──────── PAGE EXTRACT ────────
Retriggering is available with no stated cap. Landing 3 or more key scatters during the free spins round awards an additional 10 spins on top of any remaining spins. The 3x multiplier applies to all wins in retriggered spins identically to the original 10. Because the retrigger cap is not specified in the paytable, extended sequences of free spins are theoretically possible, and the fixed 3x multiplier applied across all of them is the primary route to Blood Suckers’ upper pay range.
Coffin Bonus Round
The Coffin Bonus Round triggers when 3 or more chest scatter symbols land anywhere on the reels. The bonus screen displays a grid of 12 closed coffins. The player clicks coffins one at a time. Sleeping vampires inside coffins award cash prizes: payouts typically range from 3x to 30x the stake per coffin. Awoken vampires end the round immediately, collecting whatever prize has accumulated from prior coffin picks.
The key probability fact here is the pick-until-you-bust structure. On average, a player opens 3 to 6 coffins before hitting the awoken vampire that ends the round. The total payout from the bonus depends entirely on how many prize coffins are opened before the terminating symbol appears and what values those coffins hold. There is no decision that changes the expected value of a pick, since the coffin positions are set randomly and no visual cue reveals which coffin holds what. The Coffin Bonus is independent of Free Spins and the two features cannot trigger simultaneously on the same spin.
Blood Suckers RTP and Volatility
The 98.0% RTP is the central reason Blood Suckers remains one of the most played classic slots at Flush despite its 2009 release. To quantify the advantage: the average RTP for medium-volatility 5-reel slots is approximately 95.5% to 96.5%. At 98.0%, Blood Suckers operates with a 2.0% house edge versus the 3.5% to 4.5% edge on typical alternatives. Over 1,000 spins at 1 unit per spin, the theoretical expected loss on Blood Suckers is 20 units. A comparable medium-volatility slot at 96.0% RTP produces an expected loss of 40 units over the same 1,000 spins. That 20-unit difference is the practical, session-level value of the higher RTP.
────────
* _TASKS TO PERFORM_:
(1) From the Blood Suckers passage, set down word for word the stretch that begins at the words "The key probability" and stops after the words "the same spin.".
(2) In the Blood Suckers passage, how many closed coffins does the Coffin Bonus Round's bonus screen display?
──────── EXTRACTED INFORMATION ────────
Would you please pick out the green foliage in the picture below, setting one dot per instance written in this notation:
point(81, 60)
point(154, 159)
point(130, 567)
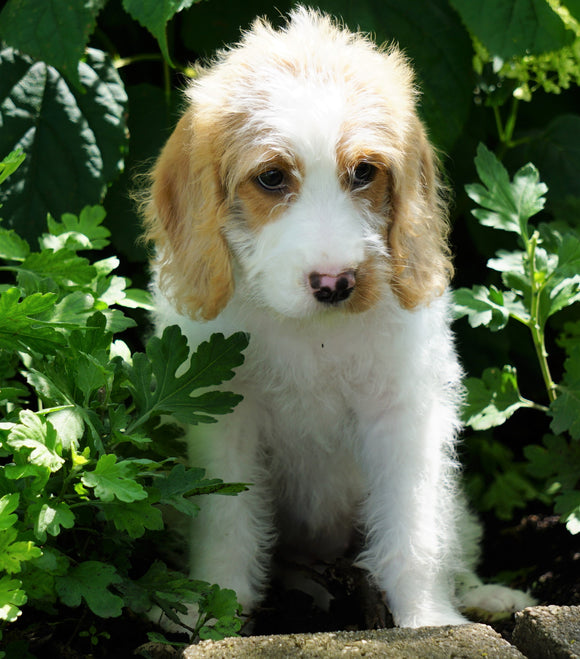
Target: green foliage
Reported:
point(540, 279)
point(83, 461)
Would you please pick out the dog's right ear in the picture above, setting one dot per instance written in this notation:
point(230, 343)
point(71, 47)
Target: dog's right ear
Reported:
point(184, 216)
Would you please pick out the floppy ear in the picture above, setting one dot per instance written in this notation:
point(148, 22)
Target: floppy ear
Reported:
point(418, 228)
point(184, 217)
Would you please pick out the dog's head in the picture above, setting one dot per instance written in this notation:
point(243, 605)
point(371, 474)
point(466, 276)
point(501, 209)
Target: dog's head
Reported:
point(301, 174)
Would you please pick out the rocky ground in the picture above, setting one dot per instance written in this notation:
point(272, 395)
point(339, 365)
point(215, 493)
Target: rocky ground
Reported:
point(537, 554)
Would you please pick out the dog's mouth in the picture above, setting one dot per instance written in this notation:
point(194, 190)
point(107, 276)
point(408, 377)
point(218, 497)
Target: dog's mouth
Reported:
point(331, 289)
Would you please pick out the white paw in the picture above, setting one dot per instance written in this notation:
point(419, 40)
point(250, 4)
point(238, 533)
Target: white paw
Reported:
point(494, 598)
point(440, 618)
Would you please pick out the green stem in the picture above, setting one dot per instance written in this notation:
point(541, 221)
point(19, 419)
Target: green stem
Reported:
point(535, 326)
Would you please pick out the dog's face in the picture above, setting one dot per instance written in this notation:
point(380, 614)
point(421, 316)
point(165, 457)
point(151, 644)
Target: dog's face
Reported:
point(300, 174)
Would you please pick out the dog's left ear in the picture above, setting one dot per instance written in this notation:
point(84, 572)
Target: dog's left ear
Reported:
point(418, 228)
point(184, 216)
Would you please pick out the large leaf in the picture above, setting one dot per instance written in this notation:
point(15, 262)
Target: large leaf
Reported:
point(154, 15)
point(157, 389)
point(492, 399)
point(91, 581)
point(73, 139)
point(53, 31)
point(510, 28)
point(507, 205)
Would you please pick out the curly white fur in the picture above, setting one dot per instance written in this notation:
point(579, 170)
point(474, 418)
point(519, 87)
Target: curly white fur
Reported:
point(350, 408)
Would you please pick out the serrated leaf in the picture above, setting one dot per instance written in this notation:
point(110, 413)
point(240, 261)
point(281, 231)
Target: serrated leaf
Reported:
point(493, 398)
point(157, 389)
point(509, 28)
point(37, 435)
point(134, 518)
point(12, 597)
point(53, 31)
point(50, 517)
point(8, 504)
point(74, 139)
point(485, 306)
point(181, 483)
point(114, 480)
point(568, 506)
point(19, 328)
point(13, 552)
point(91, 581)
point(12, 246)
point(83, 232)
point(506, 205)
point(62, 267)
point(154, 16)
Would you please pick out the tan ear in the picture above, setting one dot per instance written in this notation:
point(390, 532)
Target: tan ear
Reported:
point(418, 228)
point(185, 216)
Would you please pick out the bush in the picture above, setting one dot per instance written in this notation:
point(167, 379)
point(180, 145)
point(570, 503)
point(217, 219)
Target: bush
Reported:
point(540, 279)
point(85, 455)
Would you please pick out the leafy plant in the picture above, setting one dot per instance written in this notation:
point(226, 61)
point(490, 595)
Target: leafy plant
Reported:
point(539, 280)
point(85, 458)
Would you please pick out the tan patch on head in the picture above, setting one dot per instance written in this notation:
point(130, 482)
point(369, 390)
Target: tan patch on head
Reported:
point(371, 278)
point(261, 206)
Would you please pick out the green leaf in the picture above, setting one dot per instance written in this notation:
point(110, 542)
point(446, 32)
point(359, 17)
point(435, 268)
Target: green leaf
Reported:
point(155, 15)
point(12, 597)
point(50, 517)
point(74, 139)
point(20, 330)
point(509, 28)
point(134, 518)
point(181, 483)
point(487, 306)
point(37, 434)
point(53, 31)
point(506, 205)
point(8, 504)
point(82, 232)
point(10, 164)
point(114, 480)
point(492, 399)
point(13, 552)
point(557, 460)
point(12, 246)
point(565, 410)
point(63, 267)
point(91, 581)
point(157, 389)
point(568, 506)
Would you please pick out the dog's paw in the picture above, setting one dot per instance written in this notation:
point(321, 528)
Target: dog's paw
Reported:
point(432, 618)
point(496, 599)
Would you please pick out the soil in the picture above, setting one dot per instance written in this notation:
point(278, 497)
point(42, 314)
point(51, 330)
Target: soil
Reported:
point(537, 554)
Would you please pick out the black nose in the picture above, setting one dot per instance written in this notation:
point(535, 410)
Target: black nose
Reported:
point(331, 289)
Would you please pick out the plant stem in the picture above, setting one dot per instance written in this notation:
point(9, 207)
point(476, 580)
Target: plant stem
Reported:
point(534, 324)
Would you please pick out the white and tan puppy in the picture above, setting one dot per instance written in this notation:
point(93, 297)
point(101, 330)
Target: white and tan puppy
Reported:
────────
* _PROBLEM SOLUTIONS_:
(1)
The key probability fact here is the pick-until-you-bust structure. On average, a player opens 3 to 6 coffins before hitting the awoken vampire that ends the round. The total payout from the bonus depends entirely on how many prize coffins are opened before the terminating symbol appears and what values those coffins hold. There is no decision that changes the expected value of a pick, since the coffin positions are set randomly and no visual cue reveals which coffin holds what. The Coffin Bonus is independent of Free Spins and the two features cannot trigger simultaneously on the same spin.

(2) 12 closed coffins.